* Texto para revisar
====

Afectado por una molestia menor, Giuseppe Corte se interna en una clínica en que los enfermos son distribuidos según la gravedad de su dolencia: los que sufren males ligeros quedan en el séptimo piso y en el sexto las enfermedades siguen siendo leves, pero en el quinto piso y en el cuarto el asunto ya es de cuidado, y el tercero y el segundo son sólo recursos extremos para evitar el desenlace de siempre: un médico cierra las persianas del primer piso en señal de duelo y enseguida las reabre para recibir a un nuevo enfermo terminal.
El cuento es de Dino Buzzati (1906-1972) y no es difícil conjeturar cómo sigue: en los relatos de Buzzati siempre hay alguien que espera o es esperado, o bien un gran acontecimiento –una tormenta, una batalla o, para no ir tan lento, el mismísimo fin del mundo– se demora o se consuma mientras los personajes permanecen aislados en el interior de alguna idea obsesiva. Esta vez Giuseppe se dispone a esperar, en la quietud del séptimo piso, el breve tiempo que debería tomar su curación, pero ya sabemos que la enfermedad va a complicarse; ya sabemos que, siguiendo razones absurdas y a la vez muy sensatas, el personaje descenderá irremediablemente.
Pocas obras provocan la complicidad total que se da en El desierto de los tártaros, y en los cuentos reunidos en Sesenta relatos (2006) y El colombre (2008), dos títulos cuyo rescate hay que agradecer a la editorial Acantilado. Ya que estamos de agradecimientos: en los últimos años el sello Gadir ha publicado las novelas El secreto del Bosque Viejo, Un amor, El gran retrato, Bàrnabo de las Montañas y dos volúmenes verdaderamente raros, que permiten calibrar –y admirar– la osadía artística del escritor dibujante: Poema en viñetas, una novela gráfica avant la lettre que alucinaría a Wong Kar-wai, y La famosa invasión de Sicilia por los osos, un cuento en verso y prosa con dibujos bellos y delirantes que harían palidecer –aún más– a Tim Burton.

====

* Conjunto de tareas
(1) Responde según el texto sobre Dino Buzzati:
(a) ¿En qué piso de la clínica quedan los enfermos que sufren males ligeros?
(b) ¿Qué años se indican entre paréntesis junto al nombre de Dino Buzzati?
(c) ¿A qué editorial hay que agradecer el rescate de Sesenta relatos y El colombre?
(2) Reproduce tal cual el fragmento del texto sobre Dino Buzzati que va desde "Pocas obras provocan" hasta "a Tim Burton.".

====

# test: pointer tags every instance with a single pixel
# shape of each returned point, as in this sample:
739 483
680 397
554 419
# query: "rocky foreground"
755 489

====

* Resultados del ejercicio
(1)
(a) En el séptimo piso.
(b) 1906-1972.
(c) A la editorial Acantilado.

(2)
Pocas obras provocan la complicidad total que se da en El desierto de los tártaros, y en los cuentos reunidos en Sesenta relatos (2006) y El colombre (2008), dos títulos cuyo rescate hay que agradecer a la editorial Acantilado. Ya que estamos de agradecimientos: en los últimos años el sello Gadir ha publicado las novelas El secreto del Bosque Viejo, Un amor, El gran retrato, Bàrnabo de las Montañas y dos volúmenes verdaderamente raros, que permiten calibrar –y admirar– la osadía artística del escritor dibujante: Poema en viñetas, una novela gráfica avant la lettre que alucinaría a Wong Kar-wai, y La famosa invasión de Sicilia por los osos, un cuento en verso y prosa con dibujos bellos y delirantes que harían palidecer –aún más– a Tim Burton.